__DOCUMENT EXTRACT__:
------------------------------------------------

The economic gotcha. This is the CAPTCHA gotcha most likely to eliminate CAPTCHAs as an effective tool. Suppose a genuinely hard-to-break CAPTCHA scheme does emerge, and is used to filter access to a valuable resource, for example webmail or social network accounts. Suppose you're a spam-baron and need to open one hundred thousand such accounts. You could pay a small team (in a third-world country with cheap labour, of course) just to solve CAPTCHAs manually for you. The experts say you need 10 seconds per puzzle, or 278 hours total. That's a little more than one work month, which could set you back a few hundred dollars, if you insist on highly-qualified personnel (and even paying taxes!). If you made a business of it, you could probably knock that down to a hundred dollars. I'm not an expert on the malware economy, but I believe that's a fair price to pay, given other typical rates for resources. You'd certainly hope the many millions of spam messages you can now send will more than recover that investment. It's also a great outsourcing niche: just specialise in solving CAPTCHAs, and sell that service. And it's even been suggested that hackers may already be solving some CAPTCHAs with an alternative workforce: they require users of their own porn or pirated content websites to solve the CAPTCHAs from sites they wish to access. Efffectively, they're paying them in pictures or MP3s (which may be even cheaper for them).

The thing about the economic gotcha is that it's pretty much built into the idea of a CAPTCHA: paying someone to solve CAPTCHAs for you by the thousand just about has to be an efficient attack. Users won't spend a lot of time on a CAPTCHA for something of petty value, so the time wasted solving a CAPTCHA must be worth considerably less than whatever the website is offering. The value of the same sort of access to a criminal user is likely to be even greater, whereas the cost of solving is likely to be cheaper for them (consider the economy of scale). In a nutshell:

value to criminals > value to legitimate users > equivalent cost to user of solving CAPTCHA > cost to criminals of solving CAPTCHA without automation

So it doesn't seem that CAPTCHAs can (or even should) retain their ubiquitous presence on free-service websites. But do we have any alternatives ready? Yes and no, but here are some techniques which don't get used enough:

  • Quotas and soft limits for anything with a free account. During 5 years, in which I've used a GMail account as my only personal email, I've sent just a few thousand emails. Google could cap my usage so I'd never feel it, and spammers would be stuck. Much the same goes for Facebook, etc.
  • Heuristic "profiling" for bots: at least block them when they've started spamming, or whatever it is they're doing to abuse the system.

------------------------------------------------

Dataset entries:
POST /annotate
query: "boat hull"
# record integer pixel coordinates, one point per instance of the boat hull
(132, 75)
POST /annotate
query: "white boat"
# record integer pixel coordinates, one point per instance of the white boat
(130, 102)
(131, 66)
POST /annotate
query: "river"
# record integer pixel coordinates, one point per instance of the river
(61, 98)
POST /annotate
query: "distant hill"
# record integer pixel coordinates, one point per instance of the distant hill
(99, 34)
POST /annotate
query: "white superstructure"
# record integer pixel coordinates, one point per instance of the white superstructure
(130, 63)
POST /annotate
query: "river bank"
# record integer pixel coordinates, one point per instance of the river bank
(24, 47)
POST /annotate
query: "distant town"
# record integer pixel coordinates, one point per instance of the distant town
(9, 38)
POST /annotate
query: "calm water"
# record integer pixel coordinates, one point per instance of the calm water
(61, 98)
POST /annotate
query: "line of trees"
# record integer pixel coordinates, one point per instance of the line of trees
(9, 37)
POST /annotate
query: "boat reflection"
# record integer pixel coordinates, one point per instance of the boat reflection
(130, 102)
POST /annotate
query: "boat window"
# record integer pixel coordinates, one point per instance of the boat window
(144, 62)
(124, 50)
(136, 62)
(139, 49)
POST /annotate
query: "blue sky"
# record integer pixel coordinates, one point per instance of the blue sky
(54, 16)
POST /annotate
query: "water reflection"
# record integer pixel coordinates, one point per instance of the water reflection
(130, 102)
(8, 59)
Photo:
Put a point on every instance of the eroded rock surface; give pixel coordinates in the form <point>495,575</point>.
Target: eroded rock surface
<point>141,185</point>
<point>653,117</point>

------------------------------------------------

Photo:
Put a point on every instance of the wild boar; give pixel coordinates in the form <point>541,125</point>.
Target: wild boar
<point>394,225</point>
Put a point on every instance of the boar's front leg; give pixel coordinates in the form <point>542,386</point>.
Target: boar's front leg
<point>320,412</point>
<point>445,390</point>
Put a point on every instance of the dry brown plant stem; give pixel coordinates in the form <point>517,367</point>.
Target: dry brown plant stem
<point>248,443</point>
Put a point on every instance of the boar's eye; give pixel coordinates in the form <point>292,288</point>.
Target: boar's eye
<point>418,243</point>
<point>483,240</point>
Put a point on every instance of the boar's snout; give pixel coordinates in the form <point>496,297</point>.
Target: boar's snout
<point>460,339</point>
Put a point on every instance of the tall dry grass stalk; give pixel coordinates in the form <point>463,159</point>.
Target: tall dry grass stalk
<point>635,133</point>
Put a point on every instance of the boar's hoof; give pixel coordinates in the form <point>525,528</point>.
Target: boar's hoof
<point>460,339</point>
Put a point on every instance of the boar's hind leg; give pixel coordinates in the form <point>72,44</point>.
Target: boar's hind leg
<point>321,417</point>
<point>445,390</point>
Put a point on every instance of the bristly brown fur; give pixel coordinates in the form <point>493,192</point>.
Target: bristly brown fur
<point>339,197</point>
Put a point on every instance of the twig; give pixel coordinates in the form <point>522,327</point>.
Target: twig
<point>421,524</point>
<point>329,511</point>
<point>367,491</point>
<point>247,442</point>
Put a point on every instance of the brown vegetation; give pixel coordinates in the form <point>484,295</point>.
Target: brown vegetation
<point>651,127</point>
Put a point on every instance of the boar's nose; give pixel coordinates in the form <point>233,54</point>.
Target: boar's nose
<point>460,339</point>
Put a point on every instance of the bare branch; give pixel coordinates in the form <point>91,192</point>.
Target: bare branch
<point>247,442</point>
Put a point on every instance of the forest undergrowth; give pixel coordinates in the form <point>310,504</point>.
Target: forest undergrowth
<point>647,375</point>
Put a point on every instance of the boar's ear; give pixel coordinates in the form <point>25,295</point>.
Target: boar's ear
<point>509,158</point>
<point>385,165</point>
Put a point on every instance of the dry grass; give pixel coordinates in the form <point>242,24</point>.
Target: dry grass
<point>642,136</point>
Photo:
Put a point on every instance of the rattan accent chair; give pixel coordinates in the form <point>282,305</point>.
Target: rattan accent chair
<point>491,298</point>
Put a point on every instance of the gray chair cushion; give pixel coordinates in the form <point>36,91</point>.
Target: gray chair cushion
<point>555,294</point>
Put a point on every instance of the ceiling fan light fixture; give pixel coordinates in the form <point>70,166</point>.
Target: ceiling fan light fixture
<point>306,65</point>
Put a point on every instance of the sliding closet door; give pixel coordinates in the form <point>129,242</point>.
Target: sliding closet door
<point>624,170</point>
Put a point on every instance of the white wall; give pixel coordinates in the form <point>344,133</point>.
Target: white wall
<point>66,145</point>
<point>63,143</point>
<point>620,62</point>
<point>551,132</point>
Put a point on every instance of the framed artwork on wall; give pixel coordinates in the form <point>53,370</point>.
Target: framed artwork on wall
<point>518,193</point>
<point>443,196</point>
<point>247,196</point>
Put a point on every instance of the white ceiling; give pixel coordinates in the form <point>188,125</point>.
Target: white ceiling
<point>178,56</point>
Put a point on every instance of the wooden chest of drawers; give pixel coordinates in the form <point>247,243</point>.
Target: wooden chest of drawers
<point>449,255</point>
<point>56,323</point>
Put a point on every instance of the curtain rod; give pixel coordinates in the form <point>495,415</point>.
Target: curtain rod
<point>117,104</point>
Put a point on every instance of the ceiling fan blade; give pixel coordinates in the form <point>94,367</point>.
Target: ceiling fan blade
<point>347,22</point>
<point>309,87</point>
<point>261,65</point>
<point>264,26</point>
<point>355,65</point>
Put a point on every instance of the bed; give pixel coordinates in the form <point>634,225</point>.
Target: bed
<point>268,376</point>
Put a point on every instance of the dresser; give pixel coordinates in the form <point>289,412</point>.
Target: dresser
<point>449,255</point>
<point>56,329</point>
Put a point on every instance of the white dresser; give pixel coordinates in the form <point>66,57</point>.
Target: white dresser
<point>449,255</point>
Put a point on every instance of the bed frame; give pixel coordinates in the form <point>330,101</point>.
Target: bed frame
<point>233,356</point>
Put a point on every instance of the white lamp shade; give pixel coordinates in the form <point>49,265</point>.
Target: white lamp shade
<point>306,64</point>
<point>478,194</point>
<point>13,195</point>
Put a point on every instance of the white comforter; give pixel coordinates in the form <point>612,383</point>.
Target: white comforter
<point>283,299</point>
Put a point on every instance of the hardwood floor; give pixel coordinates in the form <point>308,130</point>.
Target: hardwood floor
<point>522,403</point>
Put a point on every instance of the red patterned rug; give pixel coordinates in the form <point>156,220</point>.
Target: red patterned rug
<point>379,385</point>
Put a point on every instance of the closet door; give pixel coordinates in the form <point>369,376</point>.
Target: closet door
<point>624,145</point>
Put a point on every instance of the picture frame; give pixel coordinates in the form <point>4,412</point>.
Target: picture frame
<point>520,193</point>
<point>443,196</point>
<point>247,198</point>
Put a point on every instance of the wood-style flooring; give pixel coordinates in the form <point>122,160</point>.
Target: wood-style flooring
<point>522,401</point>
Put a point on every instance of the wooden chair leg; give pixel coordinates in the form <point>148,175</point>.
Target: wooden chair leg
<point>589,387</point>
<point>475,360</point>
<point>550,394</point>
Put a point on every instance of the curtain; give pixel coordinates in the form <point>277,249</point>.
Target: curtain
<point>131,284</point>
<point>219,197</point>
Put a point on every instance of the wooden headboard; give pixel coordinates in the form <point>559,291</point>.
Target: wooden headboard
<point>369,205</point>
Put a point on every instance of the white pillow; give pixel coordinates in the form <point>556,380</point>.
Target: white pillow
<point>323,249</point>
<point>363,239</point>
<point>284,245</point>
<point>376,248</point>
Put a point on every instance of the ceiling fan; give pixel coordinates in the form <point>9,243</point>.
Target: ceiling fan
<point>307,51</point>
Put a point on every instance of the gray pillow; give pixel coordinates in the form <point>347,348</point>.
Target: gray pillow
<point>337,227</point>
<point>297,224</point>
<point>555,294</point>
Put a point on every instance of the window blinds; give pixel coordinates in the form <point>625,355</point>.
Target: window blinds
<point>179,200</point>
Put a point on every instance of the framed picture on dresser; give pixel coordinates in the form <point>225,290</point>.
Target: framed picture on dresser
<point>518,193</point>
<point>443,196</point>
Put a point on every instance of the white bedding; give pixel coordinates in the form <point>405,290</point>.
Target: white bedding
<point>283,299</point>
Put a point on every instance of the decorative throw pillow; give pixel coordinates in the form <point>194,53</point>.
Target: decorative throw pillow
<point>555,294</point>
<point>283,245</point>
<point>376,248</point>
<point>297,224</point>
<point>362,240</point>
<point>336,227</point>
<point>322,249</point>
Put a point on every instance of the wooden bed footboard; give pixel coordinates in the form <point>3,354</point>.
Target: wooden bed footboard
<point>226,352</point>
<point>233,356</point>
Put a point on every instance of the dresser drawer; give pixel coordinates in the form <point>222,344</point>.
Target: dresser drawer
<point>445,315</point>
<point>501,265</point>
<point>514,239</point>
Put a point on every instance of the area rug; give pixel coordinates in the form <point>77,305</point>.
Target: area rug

------------------------------------------------

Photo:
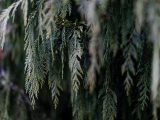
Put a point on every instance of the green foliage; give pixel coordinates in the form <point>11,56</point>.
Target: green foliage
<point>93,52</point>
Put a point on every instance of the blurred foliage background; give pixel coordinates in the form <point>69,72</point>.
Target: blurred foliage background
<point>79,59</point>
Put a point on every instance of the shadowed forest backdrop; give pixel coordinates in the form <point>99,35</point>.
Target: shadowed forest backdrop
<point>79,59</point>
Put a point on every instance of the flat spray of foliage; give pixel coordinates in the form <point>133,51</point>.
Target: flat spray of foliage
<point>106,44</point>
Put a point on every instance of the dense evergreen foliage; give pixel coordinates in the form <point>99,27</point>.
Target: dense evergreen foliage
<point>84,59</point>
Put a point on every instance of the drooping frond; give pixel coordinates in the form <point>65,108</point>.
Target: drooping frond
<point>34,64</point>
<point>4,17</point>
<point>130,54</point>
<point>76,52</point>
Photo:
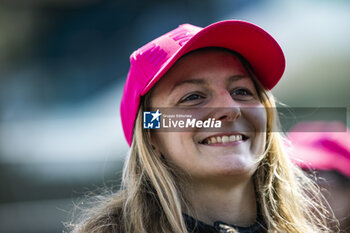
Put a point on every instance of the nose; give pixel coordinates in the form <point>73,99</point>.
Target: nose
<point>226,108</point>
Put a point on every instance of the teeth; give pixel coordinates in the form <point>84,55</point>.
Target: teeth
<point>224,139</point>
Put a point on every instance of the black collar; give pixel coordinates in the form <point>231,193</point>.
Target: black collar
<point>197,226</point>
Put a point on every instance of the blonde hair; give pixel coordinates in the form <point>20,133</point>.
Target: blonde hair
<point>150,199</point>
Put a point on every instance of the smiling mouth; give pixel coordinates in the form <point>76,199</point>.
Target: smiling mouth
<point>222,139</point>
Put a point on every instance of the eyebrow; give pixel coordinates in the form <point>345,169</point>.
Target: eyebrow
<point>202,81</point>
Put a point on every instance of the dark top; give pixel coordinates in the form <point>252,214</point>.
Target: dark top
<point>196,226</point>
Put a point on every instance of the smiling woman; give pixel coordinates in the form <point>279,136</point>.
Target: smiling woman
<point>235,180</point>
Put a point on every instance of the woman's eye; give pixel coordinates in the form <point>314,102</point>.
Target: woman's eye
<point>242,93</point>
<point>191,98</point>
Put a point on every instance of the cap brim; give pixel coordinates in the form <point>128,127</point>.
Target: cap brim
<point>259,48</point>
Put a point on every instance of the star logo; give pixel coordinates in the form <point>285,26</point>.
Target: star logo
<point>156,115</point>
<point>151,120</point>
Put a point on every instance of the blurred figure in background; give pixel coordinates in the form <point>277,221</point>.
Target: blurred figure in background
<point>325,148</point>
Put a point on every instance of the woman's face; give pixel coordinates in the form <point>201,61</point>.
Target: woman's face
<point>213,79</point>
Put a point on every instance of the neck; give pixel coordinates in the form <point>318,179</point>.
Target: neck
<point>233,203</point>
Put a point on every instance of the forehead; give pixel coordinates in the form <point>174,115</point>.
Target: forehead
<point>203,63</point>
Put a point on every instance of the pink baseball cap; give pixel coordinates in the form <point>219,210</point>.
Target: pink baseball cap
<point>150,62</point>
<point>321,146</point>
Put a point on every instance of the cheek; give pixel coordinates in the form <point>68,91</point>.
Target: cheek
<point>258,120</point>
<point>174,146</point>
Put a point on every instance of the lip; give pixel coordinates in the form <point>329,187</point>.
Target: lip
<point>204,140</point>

------------------------------------------------

__SET TASK A__: Write out the part of the CAPTCHA text starting with "So it doesn't" and going on through "abuse the system.".
__SET TASK B__: Pick up the CAPTCHA text after its last sentence and keep writing from there.
These lines are separate material, apart from the CAPTCHA text.

__WRITTEN RESPONSE A__:
So it doesn't seem that CAPTCHAs can (or even should) retain their ubiquitous presence on free-service websites. But do we have any alternatives ready? Yes and no, but here are some techniques which don't get used enough:

  • Quotas and soft limits for anything with a free account. During 5 years, in which I've used a GMail account as my only personal email, I've sent just a few thousand emails. Google could cap my usage so I'd never feel it, and spammers would be stuck. Much the same goes for Facebook, etc.
  • Heuristic "profiling" for bots: at least block them when they've started spamming, or whatever it is they're doing to abuse the system.

__WRITTEN RESPONSE B__:
  • Spam filtering, not just on incoming messages (I haven't seen spam in my GMail Inbox for ages and ages), but also on outgoing stuff, perhaps feeding also into the heuristic profiling just mentioned.
  • Requiring message senders (or users of other services) to place a small sum of money, per message, in escrow, which the recipient may collect if the message is unwanted. This method, suggested to combat spam, could make massive abuse of the system very unprofitable, without making the system expensive to use for legitimate users. (It also has several flaws, but that's food for thought for another post sometime.)

What's common to these methods is that they go after the actual abuse of the service (which could very well be carried out by bots), rather than trying to enforce some human interaction, like a CAPTCHA. Use these well, and we'll never need to mangle another letter for CAPTCHA purposes.

[This post also attracted a fair amount of comments and controversy on Slashdot.]

48 comments:

  1. I have suggested on other fora the same thing that your first suggestion means: Impose default caps on sent emails per account, IP, whatever, until the sender has been established as a legit sender of mass mails. That would eliminate spambots running on "regular" people's computers, for example.

    I have been blocked from several services because of my IP (DHCP assigned, NATted) fell in a range assigned to an ISP that had too many spambots or portscanners running in its network or somesuch. If this happens to enough people, they'll either leave the ISP or pressure it to clean up its act (other ISPs could play a role).

    That system would naturally be susceptible for abuse, but then would any other system. Ultimately you will have to come to a solution, that removes the profit from spamming, for example. Your fourth suggestion would go a long way towards that. I'm sure that many people would be willing to place a deposit to cover a reasonable amount of messages. If I ever send a mass mail, it always goes to a listserv, which does the processing - and everybody on the list has subscribed to it. If I abuse the list, they complain, and I get blocked from it.

    There is always a catch in all these, but until we're willing to be educated and act civilized... besides, as someone said, "freedom is messy".

    ReplyDelete
  2. Do you dream of unicorns?

    Yes - Spambot
    No - Human

    ReplyDelete
  3. simple to solve charge 1p or ¢ per email sent, with the first 10 / day free

    ReplyDelete
  4. On the economic (supposed) gotcha:

    People aren't rational.

    People will spend a few seconds doing something that isn't actually "worth" a few seconds of their time. They will do it to see a site that they fully expect will do little of value for them.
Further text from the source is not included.